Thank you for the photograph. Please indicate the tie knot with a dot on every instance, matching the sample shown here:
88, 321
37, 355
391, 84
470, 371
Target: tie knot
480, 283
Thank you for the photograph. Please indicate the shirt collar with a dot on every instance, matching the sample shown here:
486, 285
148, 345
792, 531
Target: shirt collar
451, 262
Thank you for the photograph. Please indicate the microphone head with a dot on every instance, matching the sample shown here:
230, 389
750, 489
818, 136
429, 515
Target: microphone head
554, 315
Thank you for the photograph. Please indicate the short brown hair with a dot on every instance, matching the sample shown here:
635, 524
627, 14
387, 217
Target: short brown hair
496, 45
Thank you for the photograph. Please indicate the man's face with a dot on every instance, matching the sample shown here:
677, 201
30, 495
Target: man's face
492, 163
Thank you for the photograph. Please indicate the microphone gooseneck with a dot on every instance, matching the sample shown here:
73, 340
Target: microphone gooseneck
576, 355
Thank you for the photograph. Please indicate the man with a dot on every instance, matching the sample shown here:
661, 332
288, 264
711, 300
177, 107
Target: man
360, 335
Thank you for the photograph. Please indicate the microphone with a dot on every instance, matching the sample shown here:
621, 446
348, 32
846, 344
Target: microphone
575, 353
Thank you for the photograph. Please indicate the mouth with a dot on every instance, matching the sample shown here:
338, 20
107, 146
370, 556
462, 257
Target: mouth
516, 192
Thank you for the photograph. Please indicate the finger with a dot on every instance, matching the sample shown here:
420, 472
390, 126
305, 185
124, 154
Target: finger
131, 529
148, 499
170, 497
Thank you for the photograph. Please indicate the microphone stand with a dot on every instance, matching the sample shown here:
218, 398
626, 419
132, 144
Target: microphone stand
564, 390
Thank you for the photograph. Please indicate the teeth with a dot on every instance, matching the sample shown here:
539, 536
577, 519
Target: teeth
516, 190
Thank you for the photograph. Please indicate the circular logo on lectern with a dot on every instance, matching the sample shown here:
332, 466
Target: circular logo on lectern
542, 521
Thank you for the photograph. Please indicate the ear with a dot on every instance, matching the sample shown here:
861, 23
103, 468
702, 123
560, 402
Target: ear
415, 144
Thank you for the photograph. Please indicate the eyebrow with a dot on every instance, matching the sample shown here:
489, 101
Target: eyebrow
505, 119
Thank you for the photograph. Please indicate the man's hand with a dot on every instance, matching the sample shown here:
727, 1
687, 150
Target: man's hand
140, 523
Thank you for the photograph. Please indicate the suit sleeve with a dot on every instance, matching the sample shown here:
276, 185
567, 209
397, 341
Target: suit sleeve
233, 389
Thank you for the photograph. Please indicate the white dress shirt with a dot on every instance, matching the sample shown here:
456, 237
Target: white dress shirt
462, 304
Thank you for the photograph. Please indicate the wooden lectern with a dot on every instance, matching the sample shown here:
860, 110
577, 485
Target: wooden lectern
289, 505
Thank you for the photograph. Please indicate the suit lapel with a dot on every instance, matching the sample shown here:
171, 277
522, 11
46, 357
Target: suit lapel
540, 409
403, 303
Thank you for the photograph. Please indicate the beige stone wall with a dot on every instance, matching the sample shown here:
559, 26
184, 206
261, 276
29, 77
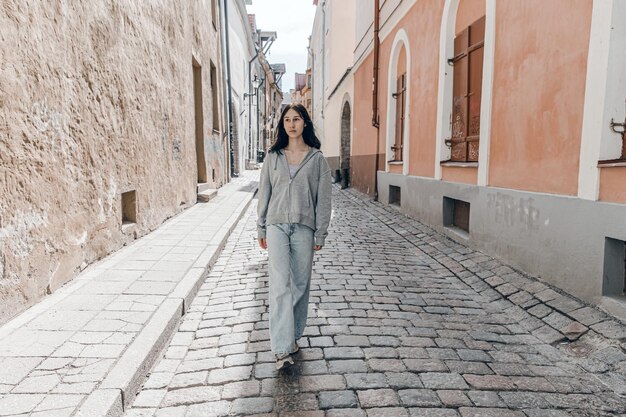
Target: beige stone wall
96, 99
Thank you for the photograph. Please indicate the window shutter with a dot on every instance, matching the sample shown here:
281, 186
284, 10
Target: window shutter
476, 54
468, 73
459, 100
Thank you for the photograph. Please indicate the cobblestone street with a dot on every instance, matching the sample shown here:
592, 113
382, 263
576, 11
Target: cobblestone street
402, 322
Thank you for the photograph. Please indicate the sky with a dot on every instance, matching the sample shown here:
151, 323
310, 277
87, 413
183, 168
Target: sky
292, 20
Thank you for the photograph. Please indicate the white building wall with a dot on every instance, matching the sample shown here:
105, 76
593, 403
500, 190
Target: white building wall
241, 52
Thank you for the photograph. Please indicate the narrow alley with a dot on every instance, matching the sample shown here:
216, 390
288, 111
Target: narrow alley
402, 322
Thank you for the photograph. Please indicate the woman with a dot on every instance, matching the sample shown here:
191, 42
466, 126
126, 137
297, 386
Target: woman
294, 212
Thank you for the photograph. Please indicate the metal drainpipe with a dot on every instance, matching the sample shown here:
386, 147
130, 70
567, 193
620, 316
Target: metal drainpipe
230, 93
250, 98
257, 111
323, 58
312, 79
375, 117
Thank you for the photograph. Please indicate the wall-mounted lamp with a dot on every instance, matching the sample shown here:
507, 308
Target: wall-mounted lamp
255, 86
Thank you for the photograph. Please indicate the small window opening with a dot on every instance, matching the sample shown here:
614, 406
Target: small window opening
456, 214
614, 276
129, 207
395, 195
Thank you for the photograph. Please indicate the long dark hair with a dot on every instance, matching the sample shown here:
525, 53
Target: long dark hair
308, 134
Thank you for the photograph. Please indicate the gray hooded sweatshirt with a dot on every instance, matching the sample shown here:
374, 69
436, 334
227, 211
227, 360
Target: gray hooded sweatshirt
303, 199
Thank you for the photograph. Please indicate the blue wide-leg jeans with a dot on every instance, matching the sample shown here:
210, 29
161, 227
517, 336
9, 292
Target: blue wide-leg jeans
290, 249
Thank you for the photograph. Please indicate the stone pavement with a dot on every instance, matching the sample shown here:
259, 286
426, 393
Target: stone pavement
403, 322
86, 349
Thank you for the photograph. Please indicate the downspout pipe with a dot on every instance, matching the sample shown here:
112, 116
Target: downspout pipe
324, 63
258, 51
231, 135
257, 111
375, 118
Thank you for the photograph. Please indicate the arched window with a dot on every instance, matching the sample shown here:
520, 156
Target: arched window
465, 83
398, 103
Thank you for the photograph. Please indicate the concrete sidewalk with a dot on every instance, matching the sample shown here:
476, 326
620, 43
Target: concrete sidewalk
86, 349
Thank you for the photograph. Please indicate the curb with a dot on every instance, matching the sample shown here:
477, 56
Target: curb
119, 388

- - - - - - -

Every line above is to be duplicated exactly; no picture should be carried over.

Thank you for the photograph. Please indicate the tie knot with a dot on every instance, matching the sample shown here:
88, 321
37, 355
391, 84
470, 371
Target: tie knot
480, 283
Thank you for the photograph. Please indicate the shirt collar with a dot on every instance, matching the sample shown here:
486, 285
148, 345
792, 531
Target: shirt collar
451, 262
Thank you for the photograph. Please indicate the microphone head with a dot on every instance, matching the sample shown here:
230, 389
750, 489
818, 136
429, 515
Target: microphone head
554, 315
Thank you for the photograph. Please indicate the short brown hair with a dot on every instance, matching the sample shown here:
635, 524
627, 14
387, 217
Target: short brown hair
496, 45
Thank you for the photograph. Please indicate the man's face with a dot on every instance, matching the sample shown here:
677, 201
30, 495
Target: man's face
492, 163
Thank you for the photograph. Please indicate the microphone gooseneck with a dot on every instance, matching the sample shown here:
73, 340
Target: microphone gooseneck
576, 355
Thank you for the photograph. Please indicate the man with a dot on every instance, matching the sample shown here:
661, 332
288, 264
711, 300
177, 107
Target: man
360, 335
Thank you for the photograph. Please indicate the microphone with a dot on every instance, matching the sample shown here:
621, 446
348, 32
846, 344
Target: microphone
575, 353
Thank you for the photograph. Please indicate the mouth with a dot on every instance, matching the sample shown here:
338, 20
107, 146
370, 556
462, 257
Target: mouth
516, 192
Thank you for the photograph. Please indicate the finger with a dot on every instance, matching the sample shown here:
420, 472
390, 126
305, 185
124, 154
Target: finger
131, 529
148, 499
170, 497
Thank you for the photograph. Please indicate the microphone stand with a dot on every instance, matching the sample shown here:
218, 398
626, 419
132, 144
Target: microphone stand
564, 390
Thank you for the photograph. Please indicate the teeth with a dot on every instance, matching the sample shown here:
539, 536
577, 519
Target: teeth
516, 190
Thank you for the photograph. Please indicate the circular logo on lectern with a dot on every instance, matching the sample shown here:
332, 466
Target: circular logo on lectern
542, 521
Thank you for the photograph. Please indicate the ear with a dot on every instance, matching the sample shown here:
861, 23
103, 468
702, 123
560, 402
Target: ear
415, 144
Thank you for the photograph. Please indicate the eyebrow with a dot on every instance, matching the sample shown here:
489, 101
Target: eyebrow
505, 119
Thank you for the photograph. Please indicate the man's hand with a dot on every instance, matching the sample shown here:
727, 1
687, 150
Target: man's hand
140, 523
Thank you for the photograph. Please indicate the suit sleeve with a dot on every instance, matching the sample shown here:
276, 185
567, 209
397, 341
Target: suit sleeve
233, 389
Thank you for the photograph. Please indicate the white dress shirt with a dot on every instance, matching the sample shown here:
456, 237
Target: white dress shirt
462, 304
Thank you for the photograph. Please indicate the wooden lectern with a dot on every instance, matching the sample shown here:
860, 110
577, 485
Target: wooden lectern
289, 505
Thank you for the photograph. Please indicate the suit lapel with a dot on every instance, matching the sample shown here:
171, 277
522, 11
46, 357
Target: suit lapel
540, 409
403, 303
Thank you for the photograph. Please indicate the beige stone wall with a dot on every instance, matching the sample shown here:
559, 26
184, 206
261, 276
29, 77
Target: beige stone wall
96, 99
Thank you for the photograph. Please indicate the window shutter with a dot on every instance, matching the sample shown here:
281, 186
284, 10
Target: window shutter
476, 54
468, 73
459, 100
Thank you for the photograph. Please indicate the cobblestone street with a dot on every instance, matching the sample shown here:
592, 113
382, 263
576, 11
Target: cobblestone street
402, 322
Thank you for the photograph. Please indicate the sky with a dot on every instance, matching the sample shown here:
151, 323
310, 277
87, 413
183, 168
Target: sky
292, 20
Thank you for the photograph. Please indicate the white building wall with a dot on every instance, matching the sample shown here:
105, 76
593, 403
500, 190
Target: white building wall
241, 52
Thank you for the photograph. Please indicate the narrow alley with a dot on every instance, matching the sample shown here:
216, 390
288, 111
Target: narrow alley
402, 322
Thank you for the photograph. Please indicate the woman with a dot on every instance, matching the sample shown here:
191, 42
466, 126
126, 137
297, 386
Target: woman
294, 212
Thank you for the photograph. Please indicate the metal drainpipe with a dot on every instance, matching the sample shown here:
386, 147
130, 70
567, 193
620, 316
Target: metal drainpipe
230, 93
250, 98
257, 111
323, 58
312, 79
375, 117
Thank you for the photograph. Please indicate the wall-mounted lamp with a dot on every instance, matching the sample shown here:
507, 308
Target: wall-mounted lamp
255, 86
Thank you for the photograph. Please indicate the small window opening with a dot on every instance, matching the sample shown here:
614, 406
Target: small window opening
456, 214
614, 276
129, 207
395, 195
Thank you for the photograph. Please indicate the long dark hair with a dot on every instance, matching the sample shown here:
525, 53
Target: long dark hair
308, 134
Thank you for the photograph. Please indicate the gray hooded sweatshirt with a dot on every instance, matching the sample shown here:
374, 69
436, 334
227, 211
227, 360
Target: gray hooded sweatshirt
303, 199
Thank you for the photograph. Please indicate the blue wide-leg jeans with a dot on every instance, matching the sample shown here:
210, 29
161, 227
517, 336
9, 292
Target: blue wide-leg jeans
290, 249
Thank you for the photograph. Please indicate the stone pavement with a dot on every instance, matching the sample shown here:
259, 286
426, 393
Target: stone pavement
403, 322
86, 349
Thank you for the photograph. Please indicate the downspout pipe with a dot on every instance, matching the sample shown here:
112, 116
Target: downspout pipe
324, 63
258, 51
231, 135
257, 111
375, 118
Thank you for the photograph. Please indicate the arched window with a dot on every instance, matching the sample shown here:
520, 156
Target: arched window
465, 83
398, 103
Thank you for the photograph. Please indicate the concrete sidewalk with a dot on every instance, matching the sample shown here:
476, 326
620, 43
Target: concrete sidewalk
86, 349
Thank you for the photograph. Please indicate the curb with a dot on every instance, matching the sample shown here:
477, 56
Target: curb
119, 388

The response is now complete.